EXTRAIT À LIRE =

*-*-*

À partir surtout de 1886, entre en action la Société immobilière d’Arcachon, créée par Émile Pereire pour parer aux problèmes financiers qui l’assaillent alors. Elle possède le Grand Hôtel, plusieurs villas en Ville d’hiver et, même, l’usine à gaz et le puits artésien la jouxtant. Bref : elle est devenue indispensable dans la commune. La Société entaille des dunes situées dans un vaste quadrilatère limité au nord par le boulevard de la Plage, au sud par le boulevard Deganne, à l’est, par la dune Pontac et, à l’ouest, par l’avenue Nelly-Deganne. Et, avec un sens commercial évident, la Société immobilière appelle sa création “La Ville d’automne”. Et avec le même sens commercial, ses vendeurs visent cette fois une clientèle bourgeoise aisée. En l’occurrence, on n’a fait ni, dans la parodie montagnarde, ni dans la folie architecturale, même si, près la place Gounod, la villa “Les Ruines” élève sa silhouette sauvage et romantique, dans une imitation du Moyen-Age que l’on trouve dans nombre de lieux de villégiature . Par contre, si l’on remarque là quelques grandes villas qui ne manquent pas d’ampleur, beaucoup des maisons se rattachent à ce type de constructions pépères – et mémères – qui poussent un peu partout, de Soulac à Andernos, fantaisistes par quelques céramiques plaquées en façade mais, dans l’ensemble, guindées comme un perruquier invité à la Cour.

C’est seulement autour de cette place Gounod, cœur du nouveau lotissement, que le tracé des voies marque une nette organisation urbanistique. Mais elle se ramifie à l’est sur un secteur traversé en droite ligne par l’avenue de la République et de conception plutôt désordonnée. Cinq rues se ferment en impasses, parfois pittoresques, mais impasses tout de même. Beaucoup d’autres, tout autour de Saint-Ferdinand, se brisent en brusques angles droits, contribuant, elles aussi d’ailleurs, à la construction de la variété du charme des coins de rues arcachonnais. On circule là dans un village où les maisons basses dites “arcachonnaises”, entourées d’une galerie pour les repas à l’ombre et pour faire sécher les filets, ont tous les charmes de la vie simple.

*-*-*

DONNÉES PRÉSENTÉES =
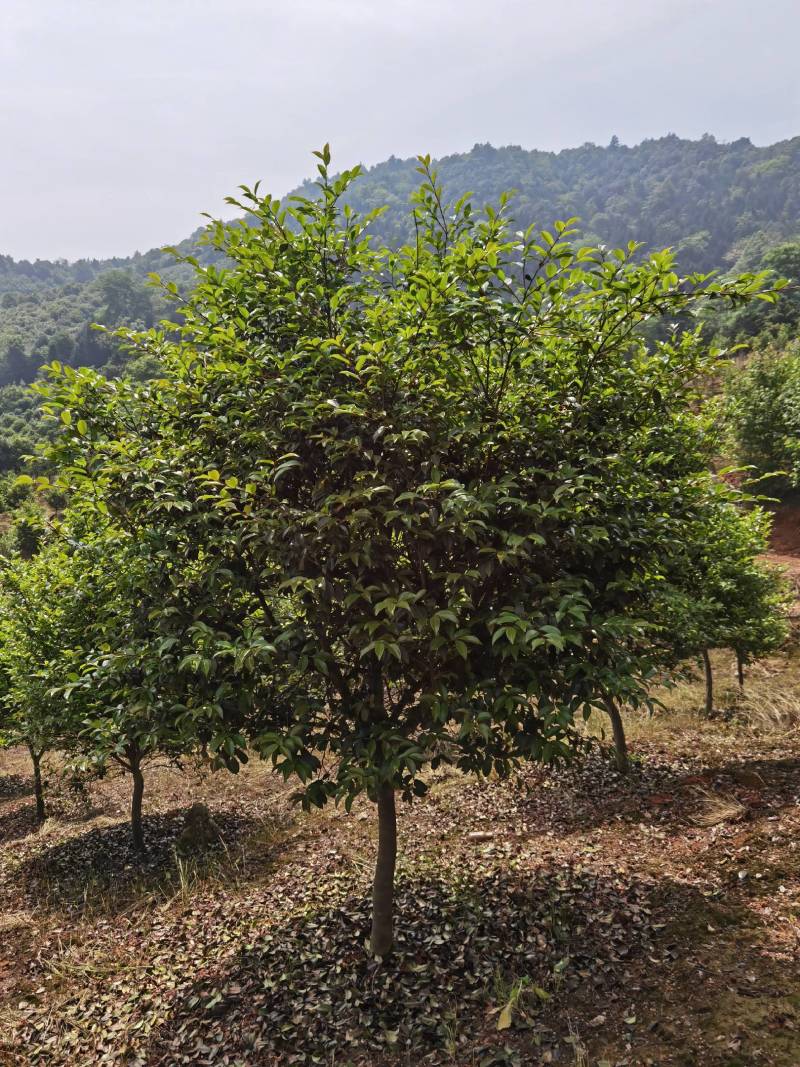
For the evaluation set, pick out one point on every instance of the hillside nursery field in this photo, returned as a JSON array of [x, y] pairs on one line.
[[565, 917]]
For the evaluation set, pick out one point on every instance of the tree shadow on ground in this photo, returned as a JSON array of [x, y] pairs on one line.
[[102, 869], [15, 785], [17, 823], [592, 794], [580, 944]]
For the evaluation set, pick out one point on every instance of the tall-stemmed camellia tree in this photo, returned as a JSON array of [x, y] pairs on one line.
[[428, 479]]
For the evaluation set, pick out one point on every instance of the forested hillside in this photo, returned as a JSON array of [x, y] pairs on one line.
[[720, 206]]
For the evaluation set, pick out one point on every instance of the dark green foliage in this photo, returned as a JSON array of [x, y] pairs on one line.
[[405, 504]]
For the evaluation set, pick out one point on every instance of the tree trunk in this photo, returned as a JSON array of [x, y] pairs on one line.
[[621, 745], [37, 786], [740, 669], [136, 808], [383, 888], [708, 683]]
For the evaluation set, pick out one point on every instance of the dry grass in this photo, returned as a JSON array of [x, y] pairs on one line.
[[768, 706], [718, 808]]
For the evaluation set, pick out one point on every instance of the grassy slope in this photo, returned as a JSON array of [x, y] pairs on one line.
[[657, 919]]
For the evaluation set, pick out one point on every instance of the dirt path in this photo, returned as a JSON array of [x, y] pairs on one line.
[[652, 921]]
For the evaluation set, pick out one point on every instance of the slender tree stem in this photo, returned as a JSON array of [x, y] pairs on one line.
[[708, 682], [136, 808], [37, 786], [383, 888], [740, 669], [621, 745]]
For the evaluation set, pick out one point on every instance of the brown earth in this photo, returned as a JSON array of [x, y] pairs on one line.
[[569, 918]]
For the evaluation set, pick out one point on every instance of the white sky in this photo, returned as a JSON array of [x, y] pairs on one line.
[[121, 121]]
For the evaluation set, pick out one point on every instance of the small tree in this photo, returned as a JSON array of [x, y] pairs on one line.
[[426, 483], [42, 616], [762, 405], [77, 655], [722, 593]]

*-*-*

EXERCICE PROPOSÉ 1 =
Citez fidèlement le passage de l'extrait sur la Ville d'automne qui va de « C’est seulement autour » jusqu'à « la vie simple. » inclus.
EXERCICE PROPOSÉ 2 =
Répondez brièvement aux questions suivantes d'après l'extrait sur la Ville d'automne.
(a) Qui a créé la Société immobilière d'Arcachon ?
(b) Quelle clientèle les vendeurs de la Société immobilière visent-ils ?
(c) Combien de rues se ferment en impasses ?
EXERCICE PROPOSÉ 3 =
Indiquez si chacune des affirmations suivantes concorde avec l'extrait sur la Ville d'automne. Répondez par oui ou par non et citez les mots qui le prouvent.
(a) La Société immobilière possède l'usine à gaz.
(b) Le quadrilatère est limité au sud par le boulevard de la Plage.
(c) Les maisons basses dites « arcachonnaises » sont entourées d'une galerie.

RÉPONSE COMPLÈTE 1 =
C’est seulement autour de cette place Gounod, cœur du nouveau lotissement, que le tracé des voies marque une nette organisation urbanistique. Mais elle se ramifie à l’est sur un secteur traversé en droite ligne par l’avenue de la République et de conception plutôt désordonnée. Cinq rues se ferment en impasses, parfois pittoresques, mais impasses tout de même. Beaucoup d’autres, tout autour de Saint-Ferdinand, se brisent en brusques angles droits, contribuant, elles aussi d’ailleurs, à la construction de la variété du charme des coins de rues arcachonnais. On circule là dans un village où les maisons basses dites “arcachonnaises”, entourées d’une galerie pour les repas à l’ombre et pour faire sécher les filets, ont tous les charmes de la vie simple.

RÉPONSE COMPLÈTE 2 =
(a) Émile Pereire.
(b) Une clientèle bourgeoise aisée.
(c) Cinq.

RÉPONSE COMPLÈTE 3 =
(a) Oui : « Elle possède le Grand Hôtel, plusieurs villas en Ville d’hiver et, même, l’usine à gaz ».
(b) Non : « au nord par le boulevard de la Plage, au sud par le boulevard Deganne ».
(c) Oui : « entourées d’une galerie pour les repas à l’ombre et pour faire sécher les filets ».